[YOUR OBJECTIVE]: The listing below is to be given again in full and word for word, without its images.

[INPUT DATA]:
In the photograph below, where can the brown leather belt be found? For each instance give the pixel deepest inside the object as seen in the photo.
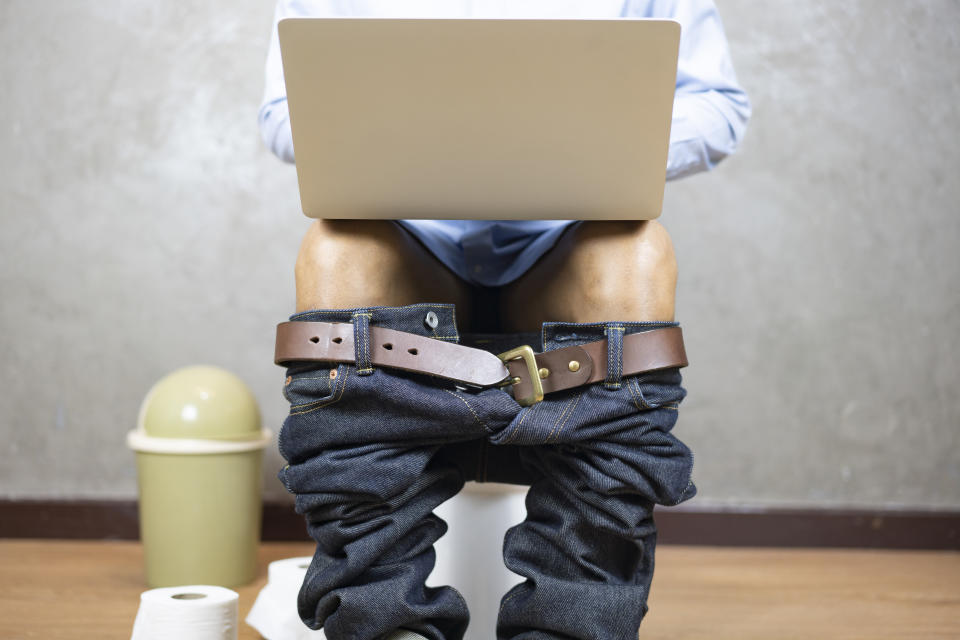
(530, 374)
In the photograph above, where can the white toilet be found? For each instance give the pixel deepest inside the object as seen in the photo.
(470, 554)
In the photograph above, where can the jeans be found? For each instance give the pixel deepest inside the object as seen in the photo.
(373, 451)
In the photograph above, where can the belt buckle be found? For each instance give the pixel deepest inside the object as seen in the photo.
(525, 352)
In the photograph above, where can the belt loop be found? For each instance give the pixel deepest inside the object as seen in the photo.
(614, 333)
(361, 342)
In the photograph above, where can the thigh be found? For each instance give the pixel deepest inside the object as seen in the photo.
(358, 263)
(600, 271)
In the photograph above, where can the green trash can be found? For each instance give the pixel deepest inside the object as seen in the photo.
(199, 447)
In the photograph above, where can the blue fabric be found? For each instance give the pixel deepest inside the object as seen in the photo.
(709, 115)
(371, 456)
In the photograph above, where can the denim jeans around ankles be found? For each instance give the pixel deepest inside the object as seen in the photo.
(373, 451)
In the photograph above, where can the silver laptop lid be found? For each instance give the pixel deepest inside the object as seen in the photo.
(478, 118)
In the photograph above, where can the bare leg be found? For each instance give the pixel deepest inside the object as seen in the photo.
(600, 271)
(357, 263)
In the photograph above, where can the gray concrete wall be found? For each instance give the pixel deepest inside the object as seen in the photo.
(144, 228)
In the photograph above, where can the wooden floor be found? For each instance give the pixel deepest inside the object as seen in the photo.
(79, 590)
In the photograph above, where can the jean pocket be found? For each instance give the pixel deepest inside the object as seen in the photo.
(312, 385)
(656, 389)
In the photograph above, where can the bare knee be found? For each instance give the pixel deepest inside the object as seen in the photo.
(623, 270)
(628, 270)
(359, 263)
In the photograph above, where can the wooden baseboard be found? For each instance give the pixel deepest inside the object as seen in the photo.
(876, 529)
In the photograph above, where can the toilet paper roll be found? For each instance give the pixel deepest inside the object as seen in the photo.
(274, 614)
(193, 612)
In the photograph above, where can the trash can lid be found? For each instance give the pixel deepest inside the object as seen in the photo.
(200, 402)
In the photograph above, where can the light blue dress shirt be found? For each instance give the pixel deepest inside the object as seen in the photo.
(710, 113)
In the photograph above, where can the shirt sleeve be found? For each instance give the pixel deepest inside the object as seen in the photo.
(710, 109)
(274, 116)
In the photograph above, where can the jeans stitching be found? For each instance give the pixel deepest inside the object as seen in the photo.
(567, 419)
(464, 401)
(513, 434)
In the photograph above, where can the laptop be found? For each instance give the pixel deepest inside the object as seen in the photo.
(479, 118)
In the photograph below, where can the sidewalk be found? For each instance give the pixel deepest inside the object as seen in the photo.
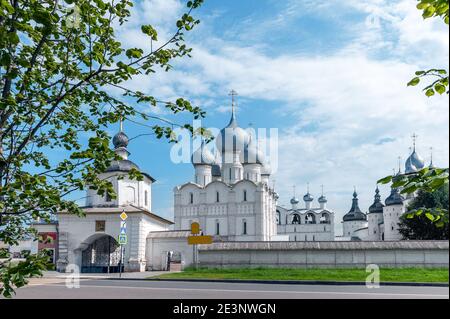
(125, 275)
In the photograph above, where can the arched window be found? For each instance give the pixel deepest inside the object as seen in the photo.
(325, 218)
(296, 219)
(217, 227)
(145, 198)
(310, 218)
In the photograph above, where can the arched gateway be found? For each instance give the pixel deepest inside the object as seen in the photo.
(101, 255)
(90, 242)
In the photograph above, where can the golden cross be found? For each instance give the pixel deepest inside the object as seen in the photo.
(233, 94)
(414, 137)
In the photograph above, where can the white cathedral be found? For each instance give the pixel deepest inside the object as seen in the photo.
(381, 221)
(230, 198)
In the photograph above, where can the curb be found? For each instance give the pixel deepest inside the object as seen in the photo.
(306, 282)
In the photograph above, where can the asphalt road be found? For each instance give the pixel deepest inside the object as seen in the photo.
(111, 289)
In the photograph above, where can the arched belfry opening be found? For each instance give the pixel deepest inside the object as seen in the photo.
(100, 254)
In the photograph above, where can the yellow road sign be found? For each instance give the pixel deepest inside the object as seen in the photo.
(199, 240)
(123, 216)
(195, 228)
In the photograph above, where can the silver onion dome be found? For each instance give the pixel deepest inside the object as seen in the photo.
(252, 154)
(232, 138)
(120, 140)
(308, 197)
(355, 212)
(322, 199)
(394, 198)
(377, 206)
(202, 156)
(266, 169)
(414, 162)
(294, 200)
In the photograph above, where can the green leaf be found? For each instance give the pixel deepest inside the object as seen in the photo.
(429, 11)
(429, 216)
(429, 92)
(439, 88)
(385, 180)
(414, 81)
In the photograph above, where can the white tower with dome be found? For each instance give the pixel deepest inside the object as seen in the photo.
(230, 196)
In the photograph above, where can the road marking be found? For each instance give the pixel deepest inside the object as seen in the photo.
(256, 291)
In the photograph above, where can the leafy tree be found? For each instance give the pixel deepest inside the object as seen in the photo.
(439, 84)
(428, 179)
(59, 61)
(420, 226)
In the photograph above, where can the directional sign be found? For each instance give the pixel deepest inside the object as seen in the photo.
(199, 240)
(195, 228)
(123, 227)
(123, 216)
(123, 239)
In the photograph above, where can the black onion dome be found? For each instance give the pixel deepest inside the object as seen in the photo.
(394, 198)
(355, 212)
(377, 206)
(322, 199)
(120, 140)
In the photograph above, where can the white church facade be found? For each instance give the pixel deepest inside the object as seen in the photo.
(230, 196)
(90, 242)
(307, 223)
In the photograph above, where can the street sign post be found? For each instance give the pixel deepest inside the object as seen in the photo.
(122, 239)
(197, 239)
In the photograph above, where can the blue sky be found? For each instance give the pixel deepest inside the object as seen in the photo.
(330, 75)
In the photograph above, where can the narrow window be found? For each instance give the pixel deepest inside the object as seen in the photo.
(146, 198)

[TASK RESULT]:
In the photograph below, where can the brown leather belt be found? For each instance give the pixel deepest inside the object as seen in the photo.
(530, 374)
In the photograph above, where can the white toilet be found? For each instance give the pixel deepest inside the object as seen in the photo.
(470, 554)
In the photograph above, where can the jeans be found? For each instance give the pixel deepest inside the object as seen in the photo.
(373, 451)
In the photograph above, where can the belt buckle be found? For each instance give the pixel deepest inside the object as seen in the photo.
(525, 352)
In the photograph above, where can the belt loop be found? For each instance give the pixel deepest inside the object as seen in the photo.
(614, 333)
(361, 342)
In the photograph above, where can the thigh be found? For each instance give the pixel deepest inside the object as seen in the photo.
(358, 263)
(600, 271)
In the photograph above, where can the green trash can be found? For each instance give the pixel deepest inside the object as seen in the photo.
(199, 447)
In the photograph above, where can the blue fabric be found? For each instance give the pixel deepest inside the object as seen in the photo.
(709, 115)
(371, 456)
In the photograph above, where can the denim jeans around ankles be found? For each instance give the pixel deepest inside the object as seen in the photo.
(373, 451)
In the photograph above, where can the silver laptop lid be found? For each instance give the pixel deepest inside the object as seen in the photo.
(478, 118)
In the photograph above, where can the bare leg be found? For each instance give the pixel deepest inside the object as seen in the photo.
(600, 271)
(357, 263)
In the photograph above, where can the gray concrete wall be found? For each instance give the pixel deepest inside the object as seen in the photo.
(144, 228)
In the photograph above, where can the wooden floor be found? For each instance give the pixel deepest inside the object as seen in the photo.
(79, 590)
In the photograph above, where can the jean pocket be found? For each instance give the pixel deepest inside the object as seen in the photo.
(312, 385)
(656, 389)
In the photograph above, where can the bare knee be found? For each instance give the pixel deepest inside the object as seen in the photo.
(623, 270)
(628, 270)
(359, 263)
In the photograph above, where can the wooden baseboard be found? For each instance give the pixel deepest inside the object as seen in the photo.
(876, 529)
In the photograph above, where can the toilet paper roll be found? For each instance give the pixel deepest inside the object as seen in the photo.
(274, 614)
(193, 612)
In the photograph above, where can the trash can lid be found? For each instance give the pixel deepest inside the object as seen in the photo.
(200, 402)
In the photograph above, where can the light blue dress shirt be found? For each instance give the pixel deepest inside the object as seen in the photo.
(710, 113)
In the photograph above, where can the shirt sleeve be found? For each instance give the pixel deepest inside the object as seen in the photo.
(710, 109)
(274, 116)
In the photograph above, where can the jeans stitching be found? For each instance give the pixel deepest inside the object as seen in the photo.
(567, 419)
(464, 401)
(513, 434)
In the photograph above, where can the laptop be found? For each instance give the pixel deepest inside the object as seen in the photo.
(479, 118)
In the photograph below, where can the sidewalk be found? For each instance give the pixel deepest inside the object as seen in the photo.
(125, 275)
In the photograph above, where can the arched window be found? For each instance give the pixel deepest inside the object as seen in the photo.
(325, 218)
(296, 219)
(217, 227)
(145, 198)
(310, 218)
In the photograph above, where can the arched gateway be found? For each instance give the pixel deepest inside the object as seen in the photo.
(101, 255)
(90, 242)
In the photograph above, where can the golden cross be found? For each instance give the pixel deepest inside the object as seen in the photo.
(233, 94)
(414, 137)
In the photograph above, where can the white cathedral be found? For each instance give the pixel deepest inside the object as seen in the photo.
(381, 221)
(230, 198)
In the photograph above, where can the curb be found? For each instance give the pixel deepest inside the object as seen in the photo.
(306, 282)
In the photograph above, where can the asphalt road be found? For each instance give the pixel deepest inside the object as seen in the photo.
(111, 289)
In the photograph above, where can the arched belfry opening be found? For each instance give the pixel deepest inside the object as seen in the photo.
(100, 254)
In the photograph above, where can the yellow road sign be found? For each instance give the pixel deepest inside the object as seen in the photo.
(199, 240)
(123, 216)
(195, 228)
In the photograph above, where can the silver onion dome be found? For each instance give the pixel deepest inside the object as seen in the photo.
(252, 154)
(232, 138)
(120, 140)
(308, 197)
(355, 212)
(322, 199)
(394, 198)
(377, 206)
(202, 156)
(266, 169)
(414, 162)
(294, 200)
In the photograph above, where can the green leaf be found? For each instance give the pixel deepest inside the object as seen in the photo.
(429, 11)
(429, 216)
(429, 92)
(439, 88)
(385, 180)
(414, 81)
In the photograph above, where can the white tower with dome be found? For each instance give the pixel deepest inside the object as seen in the photo.
(230, 196)
In the photograph above, where can the road marking be found? For each instance give the pixel deepest inside the object as seen in the photo.
(256, 291)
In the photograph above, where can the leafy tree be found? For each instance give the pixel deepest inside the object as seen in the photo.
(439, 84)
(428, 179)
(59, 61)
(420, 226)
In the photograph above, where can the directional sign be found? For each instance give the pixel deepest inside the object as seen in the photo.
(199, 240)
(195, 228)
(123, 227)
(123, 216)
(123, 239)
In the photograph above, where can the black onion dome be found? For each instance give the pixel deepest inside the object as seen in the photo.
(394, 198)
(355, 212)
(377, 206)
(322, 199)
(120, 140)
In the photograph above, where can the white church facade be found? For each instance give the pixel deepest inside the object as seen in the photo.
(230, 196)
(90, 242)
(307, 223)
In the photograph above, where can the street sign post be found? For each instance give the pixel deepest inside the object as seen in the photo.
(122, 239)
(197, 239)
In the photograph above, where can the blue sky be found? For each instance give the pixel deepest inside the object as seen in the photo.
(330, 75)
In the photograph above, where can the narrow window be found? For each instance give the pixel deepest inside the object as seen in the photo.
(146, 198)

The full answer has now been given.